Passage —
****************************************
Friday, April 30, 2010

Hypertension or Blood Pressure?

So which one do you use in your statistical models? Sometimes, in diagnosis based data sets, you don't have a choice (Hypertension is a diagnosis but blood pressure may not be captured).

It seems like a simple question but it includes a lot of complexity. The binary variable is well understood, known to be a relevant change in patient characteristics and can account for things like medication treatment. The continuous variable, whule it has a lot more information, needs some assumptions on spacification. For example, can we really assume linearity of an association between blood pressure and a clinical outcome? If we only have treated blood pressure is that the parameter of interest or is it the "underlying level of blood pressure"? If the later, we have a messy missing data problem.

I admit, as a statistics guy, I strongly incline towards the continuous version of the variable. But it is not at all clear to me that it is always the dominant choice for dealing with these types of varibles.
****************************************
Activities —
a) In the post on hypertension versus blood pressure, which form of the variable does the writer lean toward?
b) From the post on hypertension versus blood pressure, copy out the stretch from "So which one" through "not be captured).".

Lines taken from a dataset
****************************************
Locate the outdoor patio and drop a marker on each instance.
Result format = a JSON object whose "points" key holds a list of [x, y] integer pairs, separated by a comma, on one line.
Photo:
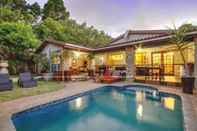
{"points": [[71, 88]]}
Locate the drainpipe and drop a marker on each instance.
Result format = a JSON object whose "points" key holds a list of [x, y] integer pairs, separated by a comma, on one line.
{"points": [[195, 62]]}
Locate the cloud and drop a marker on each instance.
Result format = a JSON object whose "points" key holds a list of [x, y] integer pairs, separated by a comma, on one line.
{"points": [[117, 16]]}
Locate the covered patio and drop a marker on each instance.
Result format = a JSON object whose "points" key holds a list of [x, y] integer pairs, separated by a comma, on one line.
{"points": [[142, 56]]}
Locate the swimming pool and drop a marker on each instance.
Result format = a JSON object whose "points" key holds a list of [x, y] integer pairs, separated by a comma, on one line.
{"points": [[128, 108]]}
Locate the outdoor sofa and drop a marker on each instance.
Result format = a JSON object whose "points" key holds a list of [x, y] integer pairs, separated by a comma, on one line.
{"points": [[5, 82], [26, 80]]}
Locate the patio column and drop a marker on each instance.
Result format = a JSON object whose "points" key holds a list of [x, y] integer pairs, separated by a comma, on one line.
{"points": [[130, 62], [195, 61]]}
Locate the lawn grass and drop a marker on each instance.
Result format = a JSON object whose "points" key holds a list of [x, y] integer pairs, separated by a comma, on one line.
{"points": [[42, 87]]}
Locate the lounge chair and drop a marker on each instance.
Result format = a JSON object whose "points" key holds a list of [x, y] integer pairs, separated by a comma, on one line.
{"points": [[5, 82], [26, 80]]}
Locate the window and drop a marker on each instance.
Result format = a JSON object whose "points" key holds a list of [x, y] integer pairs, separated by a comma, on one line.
{"points": [[116, 59], [141, 59]]}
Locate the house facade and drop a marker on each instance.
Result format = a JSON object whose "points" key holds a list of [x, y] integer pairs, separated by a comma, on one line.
{"points": [[147, 55]]}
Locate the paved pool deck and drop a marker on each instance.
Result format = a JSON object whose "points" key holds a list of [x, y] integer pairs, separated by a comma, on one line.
{"points": [[71, 88]]}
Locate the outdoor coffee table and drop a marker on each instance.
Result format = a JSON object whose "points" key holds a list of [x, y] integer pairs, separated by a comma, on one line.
{"points": [[79, 78]]}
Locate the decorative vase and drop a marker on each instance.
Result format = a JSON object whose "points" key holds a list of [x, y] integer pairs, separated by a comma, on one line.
{"points": [[3, 67]]}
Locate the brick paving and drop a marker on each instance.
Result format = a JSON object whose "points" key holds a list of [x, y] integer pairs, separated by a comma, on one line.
{"points": [[72, 88]]}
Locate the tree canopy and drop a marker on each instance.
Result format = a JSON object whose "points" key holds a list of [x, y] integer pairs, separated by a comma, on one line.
{"points": [[55, 9]]}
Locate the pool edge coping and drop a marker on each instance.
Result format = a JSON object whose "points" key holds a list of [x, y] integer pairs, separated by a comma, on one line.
{"points": [[189, 124]]}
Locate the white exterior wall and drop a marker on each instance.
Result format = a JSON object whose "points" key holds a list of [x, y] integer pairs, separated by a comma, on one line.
{"points": [[49, 49]]}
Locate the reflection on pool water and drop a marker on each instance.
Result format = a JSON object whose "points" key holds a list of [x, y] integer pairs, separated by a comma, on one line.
{"points": [[106, 109]]}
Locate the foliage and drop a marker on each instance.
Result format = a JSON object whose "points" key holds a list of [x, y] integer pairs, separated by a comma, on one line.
{"points": [[91, 56], [42, 61], [180, 40], [22, 29], [55, 9], [50, 28]]}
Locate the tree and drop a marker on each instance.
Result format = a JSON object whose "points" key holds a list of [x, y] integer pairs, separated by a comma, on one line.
{"points": [[55, 9], [14, 4], [6, 14], [35, 10], [50, 28], [179, 38]]}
****************************************
Solutions to the problems —
a) The continuous version of the variable.

b)
So which one do you use in your statistical models? Sometimes, in diagnosis based data sets, you don't have a choice (Hypertension is a diagnosis but blood pressure may not be captured).